### Objective
Quote all of the data below exactly, please.

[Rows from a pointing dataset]
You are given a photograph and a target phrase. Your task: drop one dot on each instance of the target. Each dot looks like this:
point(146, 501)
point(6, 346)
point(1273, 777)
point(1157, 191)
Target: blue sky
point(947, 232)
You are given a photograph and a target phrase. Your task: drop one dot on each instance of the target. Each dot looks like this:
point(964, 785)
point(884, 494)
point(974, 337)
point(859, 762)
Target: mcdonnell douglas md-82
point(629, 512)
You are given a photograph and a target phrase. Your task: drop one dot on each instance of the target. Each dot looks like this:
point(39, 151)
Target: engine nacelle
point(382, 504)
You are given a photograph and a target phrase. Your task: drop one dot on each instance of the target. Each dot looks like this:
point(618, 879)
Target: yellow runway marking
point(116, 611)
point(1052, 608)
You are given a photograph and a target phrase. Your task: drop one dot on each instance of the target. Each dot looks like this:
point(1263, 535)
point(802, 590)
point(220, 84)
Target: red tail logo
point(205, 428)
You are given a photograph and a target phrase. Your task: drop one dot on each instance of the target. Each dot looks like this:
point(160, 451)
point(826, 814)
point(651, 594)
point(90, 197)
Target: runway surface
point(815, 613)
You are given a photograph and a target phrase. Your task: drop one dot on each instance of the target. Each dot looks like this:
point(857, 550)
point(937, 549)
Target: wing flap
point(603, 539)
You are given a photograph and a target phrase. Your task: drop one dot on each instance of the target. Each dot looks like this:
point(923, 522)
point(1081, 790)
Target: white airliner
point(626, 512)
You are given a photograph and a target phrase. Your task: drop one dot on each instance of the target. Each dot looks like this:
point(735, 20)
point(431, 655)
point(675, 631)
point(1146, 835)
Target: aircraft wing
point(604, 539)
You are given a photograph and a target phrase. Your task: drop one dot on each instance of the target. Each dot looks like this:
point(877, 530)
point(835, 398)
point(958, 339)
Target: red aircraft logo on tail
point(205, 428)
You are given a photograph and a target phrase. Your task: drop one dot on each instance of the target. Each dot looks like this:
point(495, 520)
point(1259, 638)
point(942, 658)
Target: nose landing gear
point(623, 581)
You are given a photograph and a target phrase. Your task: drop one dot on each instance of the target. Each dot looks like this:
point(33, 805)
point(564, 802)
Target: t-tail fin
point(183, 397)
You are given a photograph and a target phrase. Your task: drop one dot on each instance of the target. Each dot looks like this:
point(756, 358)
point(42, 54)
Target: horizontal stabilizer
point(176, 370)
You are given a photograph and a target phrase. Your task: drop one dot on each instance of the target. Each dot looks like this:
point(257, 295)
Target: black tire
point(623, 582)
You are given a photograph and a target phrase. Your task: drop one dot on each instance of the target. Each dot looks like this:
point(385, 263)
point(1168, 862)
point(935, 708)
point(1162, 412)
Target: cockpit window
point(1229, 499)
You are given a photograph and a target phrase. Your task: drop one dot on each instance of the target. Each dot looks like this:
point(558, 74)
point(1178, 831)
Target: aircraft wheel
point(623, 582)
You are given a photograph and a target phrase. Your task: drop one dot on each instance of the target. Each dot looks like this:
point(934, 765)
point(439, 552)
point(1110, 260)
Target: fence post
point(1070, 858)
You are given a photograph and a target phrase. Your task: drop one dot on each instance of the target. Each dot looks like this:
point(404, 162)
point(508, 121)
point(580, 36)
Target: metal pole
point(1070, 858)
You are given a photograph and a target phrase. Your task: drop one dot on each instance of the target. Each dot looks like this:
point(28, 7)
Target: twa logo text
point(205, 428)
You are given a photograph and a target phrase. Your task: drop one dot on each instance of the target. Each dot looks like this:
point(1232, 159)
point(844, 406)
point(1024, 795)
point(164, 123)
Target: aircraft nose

### Finished exercise
You are given a photograph and a target phrase. Your task: drop one dot on each instance of the target. Each dot looks like this:
point(146, 501)
point(6, 346)
point(1273, 777)
point(1157, 191)
Target: blue sky
point(947, 232)
You are given a photograph and a target phrase. Your task: drop one dot on each instance of the target. Each dot looks like this:
point(964, 785)
point(884, 494)
point(974, 337)
point(859, 762)
Target: mcdonnell douglas md-82
point(629, 512)
You are given a photograph and a target phrase. Your task: drop one dot on each instance of the target. Each dot looks like this:
point(39, 151)
Target: engine nacelle
point(382, 504)
You are given a photograph and a target phrase. Your task: drop one dot on each instance of the target. Each dot looks like this:
point(618, 879)
Target: yellow runway marking
point(116, 611)
point(1052, 608)
You are given a photograph and a target phrase. Your task: drop one dot on each instance of the target. Each dot looks like this:
point(1263, 535)
point(802, 590)
point(220, 84)
Target: red tail logo
point(205, 428)
You are given a photograph and a target phrase. Your task: drop one dot on each instance of the target. Each dot looks like this:
point(160, 451)
point(826, 814)
point(651, 594)
point(90, 197)
Target: runway surface
point(815, 613)
You are given a photograph and a target phrase. Your task: drop one dot on each instance of the target. Each dot looks like this:
point(857, 550)
point(937, 549)
Target: wing flap
point(603, 539)
You are given a photograph and a target phrase. Your task: drop one dot on each instance of the target. Each dot looks like this:
point(923, 522)
point(1081, 790)
Target: white airliner
point(626, 512)
You are given a photograph and a target phrase. Your task: drop one dot on each instance of the target. Each dot looks like this:
point(735, 20)
point(431, 655)
point(675, 631)
point(1146, 835)
Target: aircraft wing
point(604, 539)
You are given a photograph and a target phrase. Your task: drop one dot on each instance of the target. Each dot looks like this:
point(877, 530)
point(835, 398)
point(958, 339)
Target: red aircraft logo on tail
point(205, 428)
You are given a photograph and a target phrase. Your task: drop one dot on each instance of the target. Each dot looks like this:
point(495, 520)
point(1259, 638)
point(942, 658)
Target: nose landing gear
point(623, 581)
You are given a photograph and a target phrase. Your task: drop one dot on each instance of the target. Each dot looks like this:
point(33, 805)
point(564, 802)
Target: t-tail fin
point(183, 397)
You are given a photograph and a target phrase. Your task: drop one dot on each instance of the target. Each dot looks like this:
point(756, 358)
point(42, 54)
Target: horizontal stabilizer
point(176, 370)
You are given a photograph and a target phrase. Your task: drop one dot on each instance of the target. Each dot looks like this:
point(257, 295)
Target: black tire
point(623, 582)
You are given a photograph and a target phrase. Your task: drop one dot on each instance of the target. Each dot looks like this:
point(385, 263)
point(1168, 862)
point(935, 708)
point(1162, 412)
Target: cockpit window
point(1229, 499)
You are given a photograph and a target phrase. Your task: drop one dot on each instance of the target. Each dot looks like this:
point(558, 74)
point(1178, 831)
Target: aircraft wheel
point(623, 582)
You are given a photograph and a target phrase. Your task: drop one dot on each instance of the target. Each dot looks like this:
point(934, 765)
point(439, 552)
point(1110, 260)
Target: fence post
point(1070, 858)
You are given a photograph and a target phrase. Your task: drop one dot on each instance of the target. Each dot looks like this:
point(404, 162)
point(508, 121)
point(580, 36)
Target: metal pole
point(1070, 858)
You are given a photograph and a target phrase. Your task: drop one dot on each instance of the target. Each dot looks like this:
point(28, 7)
Target: twa logo text
point(205, 428)
You are given a photograph and a target phrase. Your task: drop one dot on each instance of the target. Each dot looks like this:
point(1232, 159)
point(844, 406)
point(1024, 795)
point(164, 123)
Target: aircraft nose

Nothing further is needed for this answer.